### What you have to do
All of the records listed below should be retyped exactly.
─── Task data ───
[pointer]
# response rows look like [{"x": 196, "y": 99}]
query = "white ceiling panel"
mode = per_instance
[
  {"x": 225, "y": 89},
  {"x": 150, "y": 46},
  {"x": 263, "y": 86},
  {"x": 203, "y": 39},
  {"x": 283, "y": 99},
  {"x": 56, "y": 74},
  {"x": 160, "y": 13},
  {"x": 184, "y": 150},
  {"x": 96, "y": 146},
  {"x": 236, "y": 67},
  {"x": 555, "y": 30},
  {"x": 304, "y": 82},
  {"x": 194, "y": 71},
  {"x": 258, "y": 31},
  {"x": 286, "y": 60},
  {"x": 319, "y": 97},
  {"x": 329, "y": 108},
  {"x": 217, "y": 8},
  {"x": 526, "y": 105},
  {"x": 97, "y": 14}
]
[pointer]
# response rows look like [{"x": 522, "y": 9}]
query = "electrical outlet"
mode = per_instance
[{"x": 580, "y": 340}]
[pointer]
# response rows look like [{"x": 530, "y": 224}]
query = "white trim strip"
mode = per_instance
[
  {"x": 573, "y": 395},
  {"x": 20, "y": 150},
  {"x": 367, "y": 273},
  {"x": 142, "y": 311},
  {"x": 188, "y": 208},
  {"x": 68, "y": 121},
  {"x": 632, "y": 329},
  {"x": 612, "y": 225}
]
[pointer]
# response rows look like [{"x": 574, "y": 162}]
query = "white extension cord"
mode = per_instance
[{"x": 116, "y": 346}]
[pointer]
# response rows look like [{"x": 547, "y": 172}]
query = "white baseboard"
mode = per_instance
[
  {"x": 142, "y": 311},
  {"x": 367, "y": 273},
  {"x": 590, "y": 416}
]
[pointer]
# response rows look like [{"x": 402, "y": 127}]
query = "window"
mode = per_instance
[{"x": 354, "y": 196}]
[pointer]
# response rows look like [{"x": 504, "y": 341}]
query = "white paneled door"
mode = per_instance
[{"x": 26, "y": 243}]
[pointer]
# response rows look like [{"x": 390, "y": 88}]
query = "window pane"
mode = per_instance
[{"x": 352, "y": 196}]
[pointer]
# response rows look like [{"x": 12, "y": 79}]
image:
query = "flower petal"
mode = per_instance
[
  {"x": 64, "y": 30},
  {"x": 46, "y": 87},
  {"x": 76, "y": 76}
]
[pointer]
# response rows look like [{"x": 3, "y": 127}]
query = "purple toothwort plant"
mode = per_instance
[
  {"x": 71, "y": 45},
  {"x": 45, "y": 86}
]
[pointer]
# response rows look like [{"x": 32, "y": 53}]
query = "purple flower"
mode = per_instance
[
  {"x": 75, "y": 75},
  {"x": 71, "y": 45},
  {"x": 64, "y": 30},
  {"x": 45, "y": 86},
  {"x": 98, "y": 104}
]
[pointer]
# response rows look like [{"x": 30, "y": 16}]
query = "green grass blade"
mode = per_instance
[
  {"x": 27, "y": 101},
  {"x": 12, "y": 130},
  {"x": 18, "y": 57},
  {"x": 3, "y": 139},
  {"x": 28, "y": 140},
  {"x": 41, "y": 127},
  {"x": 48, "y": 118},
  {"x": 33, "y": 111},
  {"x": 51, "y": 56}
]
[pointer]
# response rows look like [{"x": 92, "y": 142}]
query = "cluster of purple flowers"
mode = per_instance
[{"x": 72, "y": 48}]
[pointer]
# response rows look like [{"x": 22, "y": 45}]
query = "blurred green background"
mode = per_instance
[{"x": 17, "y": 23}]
───
### Written answer
[pointer]
# response rows look like [{"x": 196, "y": 99}]
query = "white ceiling panel"
mode = per_instance
[
  {"x": 225, "y": 89},
  {"x": 150, "y": 46},
  {"x": 263, "y": 86},
  {"x": 203, "y": 39},
  {"x": 283, "y": 99},
  {"x": 56, "y": 74},
  {"x": 160, "y": 13},
  {"x": 184, "y": 150},
  {"x": 96, "y": 146},
  {"x": 236, "y": 67},
  {"x": 555, "y": 30},
  {"x": 304, "y": 82},
  {"x": 194, "y": 71},
  {"x": 258, "y": 31},
  {"x": 286, "y": 60},
  {"x": 319, "y": 97},
  {"x": 329, "y": 108},
  {"x": 217, "y": 8},
  {"x": 526, "y": 105},
  {"x": 97, "y": 14}
]
[pointer]
# response rows look like [{"x": 522, "y": 9}]
query = "electrical outlet"
mode = per_instance
[{"x": 580, "y": 340}]
[pointer]
# response rows look like [{"x": 530, "y": 224}]
query = "white trim strip"
mode = per_instance
[
  {"x": 573, "y": 395},
  {"x": 20, "y": 150},
  {"x": 367, "y": 273},
  {"x": 142, "y": 311},
  {"x": 188, "y": 208},
  {"x": 68, "y": 121},
  {"x": 632, "y": 329},
  {"x": 612, "y": 225}
]
[pointer]
# response rows look like [{"x": 574, "y": 162}]
query = "white extension cord"
mode = per_instance
[{"x": 116, "y": 346}]
[pointer]
# response rows look like [{"x": 547, "y": 172}]
query = "white baseboard"
mode = per_instance
[
  {"x": 142, "y": 311},
  {"x": 367, "y": 273},
  {"x": 590, "y": 416}
]
[pointer]
# response rows look like [{"x": 402, "y": 127}]
query = "window"
mode = per_instance
[{"x": 354, "y": 196}]
[pointer]
# response rows look like [{"x": 504, "y": 341}]
query = "white paneled door"
mode = per_instance
[{"x": 26, "y": 243}]
[pointer]
# response rows look like [{"x": 390, "y": 88}]
query = "window pane"
mode = per_instance
[{"x": 352, "y": 196}]
[pointer]
# response rows look like [{"x": 12, "y": 79}]
image:
query = "flower petal"
mode = per_instance
[
  {"x": 64, "y": 30},
  {"x": 46, "y": 87},
  {"x": 76, "y": 76}
]
[pointer]
# response rows look like [{"x": 3, "y": 127}]
query = "purple toothwort plant"
mode = per_instance
[
  {"x": 71, "y": 45},
  {"x": 45, "y": 86}
]
[pointer]
# response rows look like [{"x": 32, "y": 53}]
query = "purple flower"
mode = per_instance
[
  {"x": 75, "y": 75},
  {"x": 71, "y": 45},
  {"x": 64, "y": 30},
  {"x": 45, "y": 86},
  {"x": 98, "y": 104}
]
[pointer]
# response rows look like [{"x": 30, "y": 16}]
query = "green grass blade"
mode = per_instance
[
  {"x": 27, "y": 101},
  {"x": 12, "y": 130},
  {"x": 18, "y": 57},
  {"x": 3, "y": 139},
  {"x": 28, "y": 140},
  {"x": 41, "y": 127},
  {"x": 48, "y": 118},
  {"x": 33, "y": 111},
  {"x": 51, "y": 56}
]
[pointer]
# response rows look like [{"x": 92, "y": 142}]
query = "cluster of purple flowers"
mode = per_instance
[{"x": 72, "y": 48}]
[pointer]
# response rows look like [{"x": 22, "y": 45}]
query = "blurred green background"
mode = per_instance
[{"x": 17, "y": 23}]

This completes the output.